Try it =
Every line of the data, first to last, must be written out unchanged.

Data excerpts =
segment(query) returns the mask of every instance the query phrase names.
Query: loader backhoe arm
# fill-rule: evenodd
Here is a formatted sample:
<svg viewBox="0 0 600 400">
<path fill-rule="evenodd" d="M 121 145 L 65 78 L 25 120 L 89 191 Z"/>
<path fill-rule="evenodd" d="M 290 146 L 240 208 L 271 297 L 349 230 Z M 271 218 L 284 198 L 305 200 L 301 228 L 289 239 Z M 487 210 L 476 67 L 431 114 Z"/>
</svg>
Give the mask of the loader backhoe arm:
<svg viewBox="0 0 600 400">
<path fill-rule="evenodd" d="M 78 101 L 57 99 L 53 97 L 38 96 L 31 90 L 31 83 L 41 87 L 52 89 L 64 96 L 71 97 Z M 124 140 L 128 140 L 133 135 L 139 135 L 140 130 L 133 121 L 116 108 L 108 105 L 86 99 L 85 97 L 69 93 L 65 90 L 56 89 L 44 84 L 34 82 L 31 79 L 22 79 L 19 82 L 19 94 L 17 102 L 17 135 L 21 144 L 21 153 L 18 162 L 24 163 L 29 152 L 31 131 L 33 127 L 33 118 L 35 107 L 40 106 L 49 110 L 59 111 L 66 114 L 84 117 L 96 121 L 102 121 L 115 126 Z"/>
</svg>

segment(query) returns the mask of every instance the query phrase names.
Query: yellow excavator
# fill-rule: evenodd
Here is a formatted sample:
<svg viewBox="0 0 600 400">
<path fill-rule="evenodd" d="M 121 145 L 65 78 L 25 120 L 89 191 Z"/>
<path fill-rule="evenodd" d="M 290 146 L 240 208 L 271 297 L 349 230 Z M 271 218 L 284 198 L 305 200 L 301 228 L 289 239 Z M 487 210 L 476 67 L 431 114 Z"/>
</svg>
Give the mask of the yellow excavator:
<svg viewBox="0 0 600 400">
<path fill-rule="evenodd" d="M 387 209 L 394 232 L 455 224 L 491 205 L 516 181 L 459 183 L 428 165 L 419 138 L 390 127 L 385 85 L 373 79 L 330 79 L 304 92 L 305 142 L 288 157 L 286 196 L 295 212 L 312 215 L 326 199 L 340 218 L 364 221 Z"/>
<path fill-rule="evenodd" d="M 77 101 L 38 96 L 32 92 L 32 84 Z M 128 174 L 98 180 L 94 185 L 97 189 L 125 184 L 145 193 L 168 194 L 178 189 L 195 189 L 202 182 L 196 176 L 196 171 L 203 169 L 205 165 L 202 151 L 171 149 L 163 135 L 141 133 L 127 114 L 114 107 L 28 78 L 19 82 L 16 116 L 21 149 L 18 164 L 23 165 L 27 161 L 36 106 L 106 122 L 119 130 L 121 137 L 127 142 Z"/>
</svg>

Reply to the exercise =
segment(query) returns the mask of every instance the query phrase names.
Query: loader backhoe arm
# fill-rule: evenodd
Here is a formatted sample:
<svg viewBox="0 0 600 400">
<path fill-rule="evenodd" d="M 121 145 L 65 78 L 25 120 L 89 191 Z"/>
<path fill-rule="evenodd" d="M 290 146 L 240 208 L 271 297 L 349 230 Z M 271 218 L 284 198 L 305 200 L 301 228 L 289 239 Z M 487 210 L 476 67 L 431 114 Z"/>
</svg>
Give the mask of the loader backhoe arm:
<svg viewBox="0 0 600 400">
<path fill-rule="evenodd" d="M 78 101 L 57 99 L 53 97 L 38 96 L 31 90 L 31 83 L 41 87 L 52 89 L 64 96 L 71 97 Z M 124 140 L 128 140 L 133 135 L 139 135 L 140 130 L 133 121 L 116 108 L 108 105 L 86 99 L 85 97 L 69 93 L 65 90 L 56 89 L 44 84 L 34 82 L 31 79 L 22 79 L 19 82 L 19 94 L 17 102 L 17 135 L 21 144 L 21 153 L 18 162 L 24 163 L 29 152 L 31 131 L 33 127 L 33 118 L 35 107 L 40 106 L 49 110 L 59 111 L 66 114 L 84 117 L 96 121 L 102 121 L 115 126 Z"/>
</svg>

segment(query) returns the mask of every instance the query phrase names.
Query: yellow excavator
# fill-rule: evenodd
Here is a formatted sample:
<svg viewBox="0 0 600 400">
<path fill-rule="evenodd" d="M 121 145 L 65 78 L 25 120 L 89 191 Z"/>
<path fill-rule="evenodd" d="M 290 146 L 240 208 L 271 297 L 349 230 Z M 271 218 L 284 198 L 305 200 L 301 228 L 289 239 Z M 487 210 L 476 67 L 431 114 Z"/>
</svg>
Give the mask of the yellow excavator:
<svg viewBox="0 0 600 400">
<path fill-rule="evenodd" d="M 387 209 L 394 232 L 455 224 L 491 205 L 516 181 L 459 183 L 428 165 L 419 138 L 390 127 L 385 85 L 373 79 L 330 79 L 304 92 L 305 142 L 288 157 L 286 196 L 295 212 L 312 215 L 326 199 L 340 218 L 364 221 Z"/>
<path fill-rule="evenodd" d="M 77 101 L 38 96 L 32 92 L 32 84 Z M 128 174 L 98 180 L 94 185 L 97 189 L 125 184 L 145 193 L 168 194 L 178 189 L 195 189 L 202 182 L 196 176 L 196 171 L 203 169 L 205 165 L 202 151 L 171 149 L 163 135 L 141 133 L 127 114 L 114 107 L 28 78 L 19 82 L 16 116 L 21 149 L 18 164 L 23 165 L 27 161 L 36 106 L 106 122 L 119 130 L 121 137 L 127 142 Z"/>
</svg>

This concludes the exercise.